● **To be done**
1 – According to the text on binomial likelihood, what other name does the binomial distribution go by?
2 – Reproduce the part of the text on binomial likelihood starting at "Each toss (sample)" and ending at "of ‘water’ for each toss.".
3 – Write what comes next in the text on binomial likelihood, picking up after its final sentence.

● **Excerpted text**
To determine the plausibility of the data to give the target of inference (\(p\)), we must define a distribution function for each observed variable which we will call a likelihood.

For the globe example we are only concerned with W and L as they are the only events that can occur for each toss. We also need to make assumptions:

Each toss (sample) is independent of the others
The probability of getting W is the same for each sample (allowing re-sampling)

For instances that are either TRUE or FALSE (0 or 1) we can use something called the binomial distribution. (Also called the ‘coin tossing’ distribution). The probability of observing can be expressed as:

\(\text{Pr}(W, L|p) = \frac{(W + L)! }{W!L!} p^{W}(1 - p)^{L}\)

In words: The counts of ‘water’ (W) and ‘land’ (L) are distributed binomially with probability p of ‘water’ for each toss.

Region labeling records:
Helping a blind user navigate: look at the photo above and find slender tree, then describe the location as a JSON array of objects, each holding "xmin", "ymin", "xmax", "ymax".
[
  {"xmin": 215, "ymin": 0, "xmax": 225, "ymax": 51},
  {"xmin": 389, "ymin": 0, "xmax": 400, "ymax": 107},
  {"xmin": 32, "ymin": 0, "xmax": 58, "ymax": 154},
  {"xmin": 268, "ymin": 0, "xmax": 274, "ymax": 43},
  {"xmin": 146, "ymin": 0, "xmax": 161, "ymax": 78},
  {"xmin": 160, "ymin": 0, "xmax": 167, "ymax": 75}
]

● **Task answers**
1 – The 'coin tossing' distribution.

2 –
Each toss (sample) is independent of the others
The probability of getting W is the same for each sample (allowing re-sampling)

For instances that are either TRUE or FALSE (0 or 1) we can use something called the binomial distribution. (Also called the ‘coin tossing’ distribution). The probability of observing can be expressed as:

\(\text{Pr}(W, L|p) = \frac{(W + L)! }{W!L!} p^{W}(1 - p)^{L}\)

In words: The counts of ‘water’ (W) and ‘land’ (L) are distributed binomially with probability p of ‘water’ for each toss.

3 –
To calculate the likelihood in R you can use the dbinom function

dbinom(6, size = 9, prob = 0.5)

## [1] 0.1640625

Recall we had 6 W’s from 9 tosses. Here \(p\) is held at 0.5 but you can play around with this to see how the likelihood changes.

Hint:

plot(dbinom(6, size = 9, prob = seq(from = 0, to = 1, by = 0.1)))

2.3.2.2 Unobserved variables

Because we do not observe the \(p\) (probability of sampling water) directly, we would define it as a parameter. There are other frequent questions that models will try to answer with parameters such as:
- What is the differece between group A and group B? - How strong is the association between group and outcome? - Does the effect of the grouping vary with a covariate? - How much variation is there among the groups?

Each parameter of your model must have its own distribution of plausibility that you provide the model before it runs. These are your priors. Flat priors are common (as in figure X above) but are hardly representative of real world observations. If you don’t have good prior information to help set your prior assumptions of your paramters, then you should try a variety of priors to see how it affects your model’s performance.

2.3.3 A model is born

Now we can write our model as:

\(W \text{ ~ } \text{Binomial}(N,p)\)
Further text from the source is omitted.